Locate every line in the items below that contains the word "white", and copy each of those lines.

» **Data items**
---+---

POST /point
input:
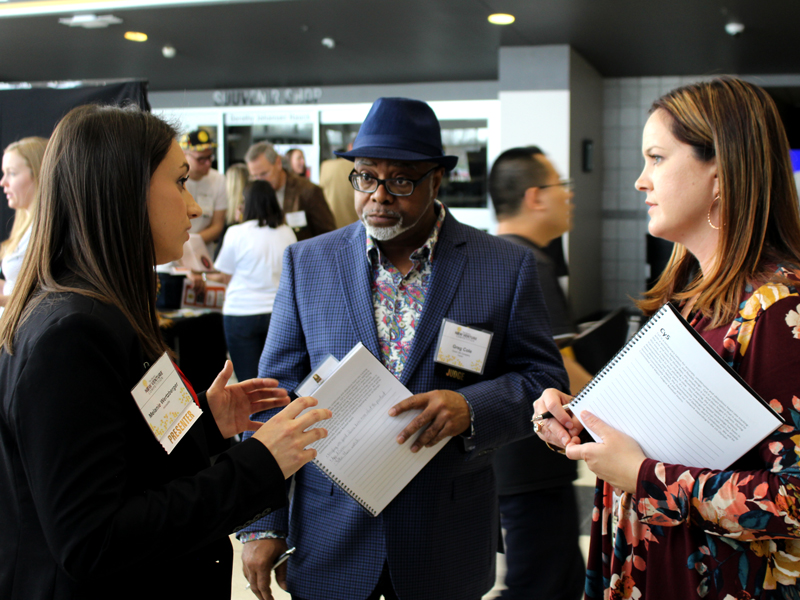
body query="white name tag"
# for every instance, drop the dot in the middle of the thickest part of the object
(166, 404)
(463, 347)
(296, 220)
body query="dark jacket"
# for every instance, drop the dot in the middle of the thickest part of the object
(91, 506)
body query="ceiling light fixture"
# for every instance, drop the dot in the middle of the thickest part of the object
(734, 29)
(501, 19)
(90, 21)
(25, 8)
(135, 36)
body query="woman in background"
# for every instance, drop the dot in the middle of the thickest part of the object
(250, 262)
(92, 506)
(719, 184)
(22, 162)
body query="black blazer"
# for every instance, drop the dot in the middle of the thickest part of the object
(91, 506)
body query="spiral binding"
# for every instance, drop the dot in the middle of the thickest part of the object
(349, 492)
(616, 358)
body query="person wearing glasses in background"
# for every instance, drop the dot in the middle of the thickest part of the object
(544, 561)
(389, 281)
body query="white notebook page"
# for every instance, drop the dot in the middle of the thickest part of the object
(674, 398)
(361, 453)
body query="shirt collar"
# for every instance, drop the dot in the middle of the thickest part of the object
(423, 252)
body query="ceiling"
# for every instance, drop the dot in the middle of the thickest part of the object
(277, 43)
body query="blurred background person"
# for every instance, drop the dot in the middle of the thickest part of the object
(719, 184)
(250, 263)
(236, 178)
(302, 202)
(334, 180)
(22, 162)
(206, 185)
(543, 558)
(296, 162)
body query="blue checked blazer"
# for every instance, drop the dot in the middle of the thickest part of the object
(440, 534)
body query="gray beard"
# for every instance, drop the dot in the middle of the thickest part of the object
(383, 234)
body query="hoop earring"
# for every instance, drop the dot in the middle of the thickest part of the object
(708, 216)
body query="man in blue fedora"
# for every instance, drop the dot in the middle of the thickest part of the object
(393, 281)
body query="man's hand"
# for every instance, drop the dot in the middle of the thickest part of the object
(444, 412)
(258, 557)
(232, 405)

---+---

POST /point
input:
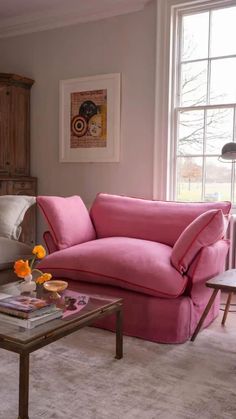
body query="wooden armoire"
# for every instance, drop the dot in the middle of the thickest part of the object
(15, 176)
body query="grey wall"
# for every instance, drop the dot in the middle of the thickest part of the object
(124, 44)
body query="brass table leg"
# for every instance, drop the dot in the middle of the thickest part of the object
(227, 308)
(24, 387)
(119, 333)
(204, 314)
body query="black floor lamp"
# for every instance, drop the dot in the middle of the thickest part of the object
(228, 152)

---+---

» **Solution to the problem**
body query="white name tag"
body query="white notebook page"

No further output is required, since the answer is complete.